_Directions for this task:_ Please return every line from the entries that has the string "white" in it.

═══ Given data ═══

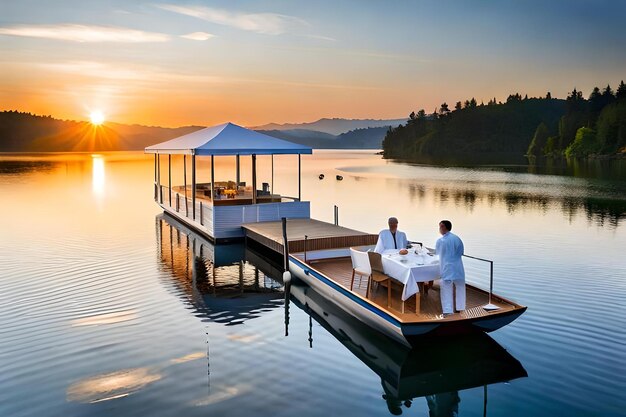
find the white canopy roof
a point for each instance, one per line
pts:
(227, 139)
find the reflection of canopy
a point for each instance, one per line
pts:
(214, 280)
(435, 366)
(227, 139)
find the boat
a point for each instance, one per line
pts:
(436, 368)
(324, 264)
(316, 252)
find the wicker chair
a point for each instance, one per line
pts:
(378, 276)
(360, 266)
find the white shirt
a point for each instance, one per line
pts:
(386, 241)
(450, 250)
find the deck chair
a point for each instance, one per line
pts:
(378, 276)
(360, 266)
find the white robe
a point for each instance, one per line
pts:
(385, 241)
(450, 249)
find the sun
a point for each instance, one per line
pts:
(96, 117)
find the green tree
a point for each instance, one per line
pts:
(621, 91)
(540, 139)
(612, 128)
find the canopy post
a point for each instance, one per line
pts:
(213, 179)
(169, 176)
(185, 184)
(237, 173)
(193, 184)
(159, 193)
(253, 178)
(156, 189)
(299, 177)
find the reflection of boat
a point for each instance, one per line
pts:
(435, 367)
(216, 280)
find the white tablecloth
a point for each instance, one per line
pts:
(411, 269)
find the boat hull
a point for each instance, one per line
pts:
(408, 334)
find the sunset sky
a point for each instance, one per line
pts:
(206, 62)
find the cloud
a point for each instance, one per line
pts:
(84, 33)
(267, 23)
(198, 36)
(320, 37)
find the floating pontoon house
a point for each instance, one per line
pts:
(218, 209)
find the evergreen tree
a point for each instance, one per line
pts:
(537, 145)
(621, 91)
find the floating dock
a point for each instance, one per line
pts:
(318, 235)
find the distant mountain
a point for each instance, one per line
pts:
(333, 126)
(25, 132)
(369, 138)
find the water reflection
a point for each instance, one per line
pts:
(112, 385)
(18, 167)
(97, 175)
(601, 211)
(216, 280)
(437, 370)
(223, 283)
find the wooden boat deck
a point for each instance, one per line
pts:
(320, 235)
(340, 270)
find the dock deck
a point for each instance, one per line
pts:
(320, 235)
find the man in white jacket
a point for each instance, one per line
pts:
(391, 239)
(450, 249)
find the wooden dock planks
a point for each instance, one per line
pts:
(320, 235)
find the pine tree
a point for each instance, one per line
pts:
(621, 91)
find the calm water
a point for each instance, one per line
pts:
(105, 311)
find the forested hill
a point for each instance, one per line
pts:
(475, 129)
(25, 132)
(522, 126)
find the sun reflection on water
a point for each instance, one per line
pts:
(97, 175)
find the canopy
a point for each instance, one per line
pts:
(227, 139)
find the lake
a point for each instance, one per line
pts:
(104, 312)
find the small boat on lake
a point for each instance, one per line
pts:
(324, 263)
(316, 252)
(433, 369)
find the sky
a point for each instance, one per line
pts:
(191, 62)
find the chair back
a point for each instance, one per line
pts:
(376, 261)
(360, 261)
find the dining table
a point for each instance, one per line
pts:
(410, 269)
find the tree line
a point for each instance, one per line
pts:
(522, 125)
(593, 126)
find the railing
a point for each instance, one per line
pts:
(471, 269)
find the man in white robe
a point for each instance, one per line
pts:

═══

_Written reply:_
find the white canopy roof
find the white shirt
find the white robe
find the white tablecloth
find the man in white jacket
find the man in white robe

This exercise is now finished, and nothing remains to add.